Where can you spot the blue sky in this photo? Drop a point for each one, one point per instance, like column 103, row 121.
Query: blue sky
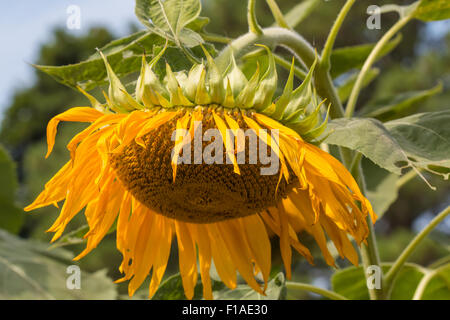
column 25, row 24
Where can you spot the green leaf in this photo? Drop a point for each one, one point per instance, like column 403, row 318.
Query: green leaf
column 169, row 18
column 351, row 283
column 398, row 106
column 30, row 271
column 276, row 290
column 172, row 289
column 345, row 89
column 381, row 186
column 11, row 217
column 300, row 12
column 438, row 287
column 418, row 141
column 432, row 10
column 348, row 58
column 124, row 55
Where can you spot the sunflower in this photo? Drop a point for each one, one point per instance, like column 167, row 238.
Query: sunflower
column 126, row 168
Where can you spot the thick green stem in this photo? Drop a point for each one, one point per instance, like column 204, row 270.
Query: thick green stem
column 277, row 14
column 310, row 288
column 398, row 264
column 351, row 105
column 326, row 53
column 274, row 37
column 251, row 18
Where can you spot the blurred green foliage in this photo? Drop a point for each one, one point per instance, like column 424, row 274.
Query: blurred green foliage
column 406, row 68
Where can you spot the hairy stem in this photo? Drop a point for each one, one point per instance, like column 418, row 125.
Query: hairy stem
column 277, row 14
column 251, row 18
column 291, row 40
column 351, row 105
column 326, row 53
column 399, row 263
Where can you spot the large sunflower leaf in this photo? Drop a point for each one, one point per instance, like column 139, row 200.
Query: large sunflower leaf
column 351, row 283
column 400, row 105
column 30, row 271
column 348, row 58
column 381, row 186
column 276, row 290
column 169, row 19
column 418, row 141
column 172, row 289
column 11, row 216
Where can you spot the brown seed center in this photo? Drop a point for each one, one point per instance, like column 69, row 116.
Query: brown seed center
column 201, row 193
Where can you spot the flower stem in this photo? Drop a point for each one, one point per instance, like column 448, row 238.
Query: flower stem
column 294, row 42
column 277, row 14
column 398, row 264
column 351, row 105
column 326, row 53
column 251, row 17
column 310, row 288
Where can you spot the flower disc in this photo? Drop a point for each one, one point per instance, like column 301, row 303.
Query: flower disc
column 201, row 193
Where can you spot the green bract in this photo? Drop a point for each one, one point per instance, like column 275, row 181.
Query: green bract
column 206, row 84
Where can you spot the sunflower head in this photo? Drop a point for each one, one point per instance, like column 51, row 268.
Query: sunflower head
column 176, row 158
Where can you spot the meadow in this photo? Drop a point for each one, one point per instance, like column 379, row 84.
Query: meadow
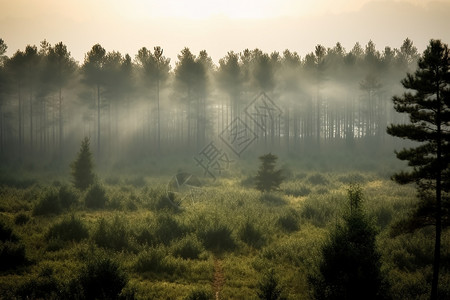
column 131, row 237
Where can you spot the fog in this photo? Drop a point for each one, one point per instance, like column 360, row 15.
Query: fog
column 138, row 108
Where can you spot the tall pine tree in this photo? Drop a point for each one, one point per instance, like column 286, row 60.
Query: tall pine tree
column 427, row 102
column 350, row 265
column 82, row 173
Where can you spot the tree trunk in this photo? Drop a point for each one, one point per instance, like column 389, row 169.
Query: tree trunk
column 437, row 242
column 60, row 124
column 98, row 121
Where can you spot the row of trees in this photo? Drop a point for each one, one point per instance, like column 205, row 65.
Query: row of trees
column 48, row 101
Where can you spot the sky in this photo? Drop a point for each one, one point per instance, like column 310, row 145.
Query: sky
column 221, row 26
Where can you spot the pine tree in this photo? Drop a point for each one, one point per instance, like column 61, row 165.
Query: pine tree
column 82, row 173
column 268, row 178
column 428, row 108
column 350, row 266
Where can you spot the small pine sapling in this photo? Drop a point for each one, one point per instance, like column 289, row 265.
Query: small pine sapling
column 268, row 179
column 82, row 173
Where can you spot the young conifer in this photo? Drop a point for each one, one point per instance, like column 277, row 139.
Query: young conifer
column 82, row 173
column 268, row 178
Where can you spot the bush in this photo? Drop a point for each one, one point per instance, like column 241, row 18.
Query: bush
column 272, row 199
column 153, row 260
column 21, row 218
column 300, row 191
column 95, row 197
column 72, row 229
column 48, row 203
column 102, row 278
column 168, row 229
column 289, row 222
column 250, row 235
column 44, row 286
column 67, row 196
column 145, row 236
column 113, row 235
column 6, row 233
column 218, row 238
column 188, row 247
column 268, row 287
column 317, row 179
column 199, row 295
column 12, row 255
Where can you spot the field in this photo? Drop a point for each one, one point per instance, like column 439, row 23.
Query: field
column 128, row 235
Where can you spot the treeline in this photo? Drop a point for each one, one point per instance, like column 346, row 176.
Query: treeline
column 140, row 105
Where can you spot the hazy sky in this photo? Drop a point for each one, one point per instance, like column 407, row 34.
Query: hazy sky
column 221, row 26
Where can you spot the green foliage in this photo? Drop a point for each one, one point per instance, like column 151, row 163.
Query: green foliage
column 95, row 197
column 21, row 218
column 168, row 229
column 189, row 247
column 217, row 237
column 101, row 278
column 268, row 287
column 350, row 268
column 12, row 255
column 428, row 109
column 43, row 286
column 268, row 179
column 317, row 179
column 48, row 203
column 82, row 167
column 67, row 196
column 251, row 235
column 289, row 221
column 153, row 260
column 112, row 235
column 72, row 229
column 6, row 233
column 199, row 295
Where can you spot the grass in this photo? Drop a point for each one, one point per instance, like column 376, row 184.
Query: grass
column 157, row 250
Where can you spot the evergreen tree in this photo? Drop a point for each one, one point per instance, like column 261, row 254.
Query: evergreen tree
column 428, row 108
column 269, row 288
column 82, row 173
column 268, row 178
column 350, row 266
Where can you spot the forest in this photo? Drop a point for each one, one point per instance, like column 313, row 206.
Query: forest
column 146, row 105
column 264, row 176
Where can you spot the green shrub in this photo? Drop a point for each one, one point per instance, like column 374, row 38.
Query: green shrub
column 250, row 235
column 67, row 196
column 272, row 199
column 48, row 203
column 289, row 222
column 167, row 202
column 136, row 181
column 199, row 295
column 168, row 229
column 153, row 260
column 113, row 235
column 21, row 218
column 44, row 286
column 317, row 179
column 268, row 287
column 6, row 233
column 217, row 237
column 145, row 236
column 12, row 255
column 72, row 229
column 95, row 197
column 300, row 191
column 188, row 247
column 102, row 278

=-=-=-=-=

Quote the data word for word, from its first line up to and including the line with "column 126, row 168". Leave the pictures out of your reply.

FULL SOLUTION:
Where can you spot the blue sky in this photo? Drop a point for each one, one point per instance, like column 103, row 121.
Query: blue sky
column 25, row 24
Where can you spot the green leaf in this photo? Drop a point for each one, one point per instance, like column 403, row 318.
Query: green leaf
column 169, row 18
column 351, row 283
column 398, row 106
column 30, row 271
column 276, row 290
column 172, row 289
column 345, row 89
column 381, row 186
column 11, row 217
column 300, row 12
column 438, row 287
column 418, row 141
column 432, row 10
column 348, row 58
column 124, row 55
Where can you spot the sunflower in this photo? Drop a point for each one, one point per instance, like column 167, row 238.
Query: sunflower
column 126, row 168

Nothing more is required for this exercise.